* [Exercise]: Your answer should be each line of the entries that contains the word "prompts", copied in full.

Segmentation mask data
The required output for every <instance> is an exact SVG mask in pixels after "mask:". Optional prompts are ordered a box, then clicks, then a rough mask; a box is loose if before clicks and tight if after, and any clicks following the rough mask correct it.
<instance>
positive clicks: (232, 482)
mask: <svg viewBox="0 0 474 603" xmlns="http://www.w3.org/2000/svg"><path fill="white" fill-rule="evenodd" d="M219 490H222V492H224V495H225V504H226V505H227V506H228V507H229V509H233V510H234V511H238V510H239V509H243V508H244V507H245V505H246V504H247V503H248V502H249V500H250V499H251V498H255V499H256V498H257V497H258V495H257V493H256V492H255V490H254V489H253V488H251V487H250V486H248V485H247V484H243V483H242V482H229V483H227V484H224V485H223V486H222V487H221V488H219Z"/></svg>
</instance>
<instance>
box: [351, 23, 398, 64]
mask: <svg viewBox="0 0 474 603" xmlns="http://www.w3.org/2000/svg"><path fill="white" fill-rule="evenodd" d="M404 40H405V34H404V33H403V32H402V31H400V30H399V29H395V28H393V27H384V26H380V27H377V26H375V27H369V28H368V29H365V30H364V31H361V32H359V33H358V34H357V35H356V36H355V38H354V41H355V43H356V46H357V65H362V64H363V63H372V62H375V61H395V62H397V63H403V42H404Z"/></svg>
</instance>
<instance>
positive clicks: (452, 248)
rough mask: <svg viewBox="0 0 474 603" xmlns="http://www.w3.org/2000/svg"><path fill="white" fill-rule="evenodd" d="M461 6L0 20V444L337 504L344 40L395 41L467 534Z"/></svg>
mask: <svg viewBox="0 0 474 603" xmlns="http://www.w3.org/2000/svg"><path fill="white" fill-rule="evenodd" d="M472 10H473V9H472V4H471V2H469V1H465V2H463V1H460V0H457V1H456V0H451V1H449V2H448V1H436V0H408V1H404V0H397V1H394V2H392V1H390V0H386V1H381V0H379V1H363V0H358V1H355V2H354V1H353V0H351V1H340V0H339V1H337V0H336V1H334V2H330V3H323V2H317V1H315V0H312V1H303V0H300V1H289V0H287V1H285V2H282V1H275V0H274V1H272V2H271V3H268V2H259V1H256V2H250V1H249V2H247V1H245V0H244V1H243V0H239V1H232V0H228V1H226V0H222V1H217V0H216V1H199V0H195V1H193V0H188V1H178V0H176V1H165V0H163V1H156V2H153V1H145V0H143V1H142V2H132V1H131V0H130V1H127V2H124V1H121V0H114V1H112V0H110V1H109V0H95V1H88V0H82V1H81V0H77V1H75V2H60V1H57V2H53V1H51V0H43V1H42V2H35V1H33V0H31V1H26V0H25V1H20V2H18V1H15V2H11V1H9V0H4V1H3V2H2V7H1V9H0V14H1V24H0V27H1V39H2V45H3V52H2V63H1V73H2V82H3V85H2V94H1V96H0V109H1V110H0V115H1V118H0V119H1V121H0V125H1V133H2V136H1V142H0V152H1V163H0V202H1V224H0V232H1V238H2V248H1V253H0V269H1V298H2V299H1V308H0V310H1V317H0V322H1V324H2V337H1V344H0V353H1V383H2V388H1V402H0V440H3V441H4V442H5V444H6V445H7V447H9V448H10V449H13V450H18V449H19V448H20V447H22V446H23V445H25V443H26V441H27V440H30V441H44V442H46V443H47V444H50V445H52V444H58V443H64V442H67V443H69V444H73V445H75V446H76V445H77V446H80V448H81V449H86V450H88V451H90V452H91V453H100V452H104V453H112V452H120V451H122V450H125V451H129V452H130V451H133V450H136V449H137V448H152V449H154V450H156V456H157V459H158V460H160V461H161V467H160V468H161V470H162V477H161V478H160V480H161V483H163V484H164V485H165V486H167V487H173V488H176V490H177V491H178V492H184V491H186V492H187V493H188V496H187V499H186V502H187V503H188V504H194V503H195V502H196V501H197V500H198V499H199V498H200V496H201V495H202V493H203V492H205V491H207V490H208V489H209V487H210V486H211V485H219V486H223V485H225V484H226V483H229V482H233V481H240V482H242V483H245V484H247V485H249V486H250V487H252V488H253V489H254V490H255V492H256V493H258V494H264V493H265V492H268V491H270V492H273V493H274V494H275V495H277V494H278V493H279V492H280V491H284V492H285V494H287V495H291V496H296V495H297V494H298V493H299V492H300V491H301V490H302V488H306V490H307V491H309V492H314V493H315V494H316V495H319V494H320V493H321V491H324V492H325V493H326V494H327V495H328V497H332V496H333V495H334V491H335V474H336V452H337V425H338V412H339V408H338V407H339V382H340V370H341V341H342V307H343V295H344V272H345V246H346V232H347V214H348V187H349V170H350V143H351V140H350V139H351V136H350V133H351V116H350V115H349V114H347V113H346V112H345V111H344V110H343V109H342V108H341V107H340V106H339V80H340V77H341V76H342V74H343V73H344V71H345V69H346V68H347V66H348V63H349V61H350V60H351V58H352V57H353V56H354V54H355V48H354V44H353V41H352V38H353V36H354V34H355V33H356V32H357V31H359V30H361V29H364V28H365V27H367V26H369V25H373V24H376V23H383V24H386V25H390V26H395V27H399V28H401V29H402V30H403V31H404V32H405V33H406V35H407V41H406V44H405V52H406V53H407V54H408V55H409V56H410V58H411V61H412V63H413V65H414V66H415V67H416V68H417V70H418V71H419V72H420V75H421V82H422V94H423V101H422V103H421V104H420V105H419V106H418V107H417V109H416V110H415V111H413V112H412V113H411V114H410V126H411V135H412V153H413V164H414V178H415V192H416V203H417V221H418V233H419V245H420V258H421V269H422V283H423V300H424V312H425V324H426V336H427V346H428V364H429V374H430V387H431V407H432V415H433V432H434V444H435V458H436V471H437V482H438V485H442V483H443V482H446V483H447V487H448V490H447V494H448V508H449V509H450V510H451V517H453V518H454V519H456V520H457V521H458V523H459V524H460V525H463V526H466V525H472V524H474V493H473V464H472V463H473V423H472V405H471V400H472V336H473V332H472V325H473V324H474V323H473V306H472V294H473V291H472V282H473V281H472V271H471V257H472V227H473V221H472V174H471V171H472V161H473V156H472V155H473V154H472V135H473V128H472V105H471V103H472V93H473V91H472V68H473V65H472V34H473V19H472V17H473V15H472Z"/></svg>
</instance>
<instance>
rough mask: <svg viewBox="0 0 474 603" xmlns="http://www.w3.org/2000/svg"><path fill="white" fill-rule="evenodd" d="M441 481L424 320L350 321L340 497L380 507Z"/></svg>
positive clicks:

---

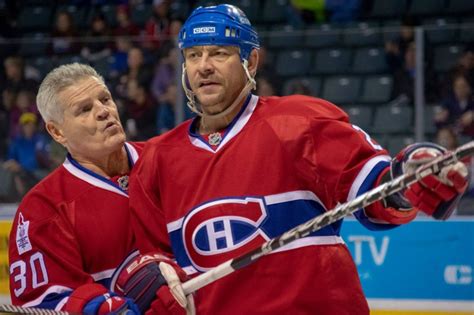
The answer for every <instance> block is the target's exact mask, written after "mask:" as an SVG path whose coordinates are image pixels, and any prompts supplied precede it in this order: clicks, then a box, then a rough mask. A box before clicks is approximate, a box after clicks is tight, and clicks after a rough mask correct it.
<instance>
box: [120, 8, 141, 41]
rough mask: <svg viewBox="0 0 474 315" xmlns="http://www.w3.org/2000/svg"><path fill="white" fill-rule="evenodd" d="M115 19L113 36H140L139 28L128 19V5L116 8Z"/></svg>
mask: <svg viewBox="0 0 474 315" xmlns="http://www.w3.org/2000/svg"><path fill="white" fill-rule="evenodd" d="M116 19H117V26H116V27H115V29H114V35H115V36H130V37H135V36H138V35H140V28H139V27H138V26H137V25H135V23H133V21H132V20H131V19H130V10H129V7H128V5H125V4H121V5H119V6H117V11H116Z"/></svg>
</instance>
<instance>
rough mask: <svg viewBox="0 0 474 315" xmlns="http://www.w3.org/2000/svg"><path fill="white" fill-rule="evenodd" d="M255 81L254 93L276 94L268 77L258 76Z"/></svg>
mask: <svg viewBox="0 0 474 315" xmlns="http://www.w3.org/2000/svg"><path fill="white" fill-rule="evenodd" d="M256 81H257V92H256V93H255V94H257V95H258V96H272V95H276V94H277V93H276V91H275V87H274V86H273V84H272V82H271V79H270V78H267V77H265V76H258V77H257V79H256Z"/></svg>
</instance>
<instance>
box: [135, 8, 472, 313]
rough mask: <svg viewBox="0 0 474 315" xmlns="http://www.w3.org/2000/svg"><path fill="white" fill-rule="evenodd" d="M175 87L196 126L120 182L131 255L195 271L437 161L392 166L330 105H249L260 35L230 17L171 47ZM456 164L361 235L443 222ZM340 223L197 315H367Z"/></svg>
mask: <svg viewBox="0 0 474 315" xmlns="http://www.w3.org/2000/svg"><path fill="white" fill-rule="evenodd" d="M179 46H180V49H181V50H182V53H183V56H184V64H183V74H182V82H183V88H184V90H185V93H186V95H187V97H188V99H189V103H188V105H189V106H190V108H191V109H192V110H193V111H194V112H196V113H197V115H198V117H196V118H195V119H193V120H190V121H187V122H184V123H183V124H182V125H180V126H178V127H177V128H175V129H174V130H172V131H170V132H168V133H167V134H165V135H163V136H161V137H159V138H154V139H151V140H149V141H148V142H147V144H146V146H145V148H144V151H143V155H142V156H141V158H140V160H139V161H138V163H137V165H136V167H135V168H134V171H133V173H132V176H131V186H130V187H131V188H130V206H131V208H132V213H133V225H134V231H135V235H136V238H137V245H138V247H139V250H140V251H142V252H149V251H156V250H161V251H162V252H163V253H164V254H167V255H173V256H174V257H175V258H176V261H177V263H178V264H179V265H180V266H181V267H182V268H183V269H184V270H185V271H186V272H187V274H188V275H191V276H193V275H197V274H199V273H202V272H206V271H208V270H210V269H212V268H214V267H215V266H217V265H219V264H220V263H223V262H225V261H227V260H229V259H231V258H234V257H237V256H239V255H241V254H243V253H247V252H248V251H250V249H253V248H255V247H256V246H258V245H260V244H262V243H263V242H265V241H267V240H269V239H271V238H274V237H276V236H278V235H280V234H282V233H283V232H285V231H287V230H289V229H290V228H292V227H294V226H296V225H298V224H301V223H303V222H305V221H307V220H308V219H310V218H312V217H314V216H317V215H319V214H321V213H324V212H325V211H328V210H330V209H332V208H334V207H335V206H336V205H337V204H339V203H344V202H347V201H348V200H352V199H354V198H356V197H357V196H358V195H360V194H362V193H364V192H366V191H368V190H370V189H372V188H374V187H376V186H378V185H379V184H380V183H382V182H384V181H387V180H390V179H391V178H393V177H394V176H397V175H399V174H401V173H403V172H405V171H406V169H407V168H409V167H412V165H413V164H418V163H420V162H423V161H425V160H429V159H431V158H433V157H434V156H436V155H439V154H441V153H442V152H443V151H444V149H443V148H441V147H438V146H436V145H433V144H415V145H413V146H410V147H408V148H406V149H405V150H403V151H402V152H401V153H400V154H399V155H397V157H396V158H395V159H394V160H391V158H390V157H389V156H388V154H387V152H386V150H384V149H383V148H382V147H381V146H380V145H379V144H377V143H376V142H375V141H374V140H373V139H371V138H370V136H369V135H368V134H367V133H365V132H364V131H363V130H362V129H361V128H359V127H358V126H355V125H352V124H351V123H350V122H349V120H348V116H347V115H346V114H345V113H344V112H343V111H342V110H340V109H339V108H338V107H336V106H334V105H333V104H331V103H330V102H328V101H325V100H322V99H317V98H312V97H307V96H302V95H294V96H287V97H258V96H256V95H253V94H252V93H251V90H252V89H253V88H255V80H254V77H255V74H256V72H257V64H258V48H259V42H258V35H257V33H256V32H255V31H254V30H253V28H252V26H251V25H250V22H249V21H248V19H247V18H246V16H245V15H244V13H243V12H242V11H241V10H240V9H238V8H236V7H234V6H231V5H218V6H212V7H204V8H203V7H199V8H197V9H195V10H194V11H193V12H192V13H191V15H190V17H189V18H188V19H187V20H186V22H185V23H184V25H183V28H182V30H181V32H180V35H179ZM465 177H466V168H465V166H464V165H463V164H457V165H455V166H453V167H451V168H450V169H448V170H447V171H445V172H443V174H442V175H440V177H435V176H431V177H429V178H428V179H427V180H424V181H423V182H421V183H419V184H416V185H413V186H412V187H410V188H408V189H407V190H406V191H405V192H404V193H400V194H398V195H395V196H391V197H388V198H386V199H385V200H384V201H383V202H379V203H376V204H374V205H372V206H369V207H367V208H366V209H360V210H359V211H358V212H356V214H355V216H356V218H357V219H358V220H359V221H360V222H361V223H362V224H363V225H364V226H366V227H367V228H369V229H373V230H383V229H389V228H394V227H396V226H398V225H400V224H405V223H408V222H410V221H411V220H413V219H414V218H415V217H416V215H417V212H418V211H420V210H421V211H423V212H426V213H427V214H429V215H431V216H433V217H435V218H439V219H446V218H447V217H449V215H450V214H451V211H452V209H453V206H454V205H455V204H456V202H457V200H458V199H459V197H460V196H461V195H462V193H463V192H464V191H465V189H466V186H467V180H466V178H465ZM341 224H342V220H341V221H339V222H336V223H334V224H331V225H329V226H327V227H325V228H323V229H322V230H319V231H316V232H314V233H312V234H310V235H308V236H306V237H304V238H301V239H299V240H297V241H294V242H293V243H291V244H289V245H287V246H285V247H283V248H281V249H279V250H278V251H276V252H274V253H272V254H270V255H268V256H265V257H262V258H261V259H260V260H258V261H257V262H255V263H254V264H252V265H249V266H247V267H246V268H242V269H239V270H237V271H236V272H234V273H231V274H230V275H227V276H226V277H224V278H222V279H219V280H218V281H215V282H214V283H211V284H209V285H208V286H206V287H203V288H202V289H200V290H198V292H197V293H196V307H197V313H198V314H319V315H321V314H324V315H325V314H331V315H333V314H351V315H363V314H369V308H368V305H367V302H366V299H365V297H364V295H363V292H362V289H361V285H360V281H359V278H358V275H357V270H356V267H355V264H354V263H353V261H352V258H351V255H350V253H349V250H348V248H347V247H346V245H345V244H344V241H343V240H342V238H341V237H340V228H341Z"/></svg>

* [Solution for this exercise]:
The required output for every <instance> is an exact SVG mask in pixels after "mask:". Optional prompts are ordered a box, then clicks, then a rough mask; a box is loose if before clicks and tight if after, and any clicks following the rough mask correct it.
The answer for every <instance> block is the target's exact mask, written after "mask:" as an SVG path whose coordinates are image pixels, and any prompts supplied precede it in this order: clicks, then a box, then a rough mask. A box before clicks is approximate, a box after clicks is tight, and clicks after a rough mask correct it.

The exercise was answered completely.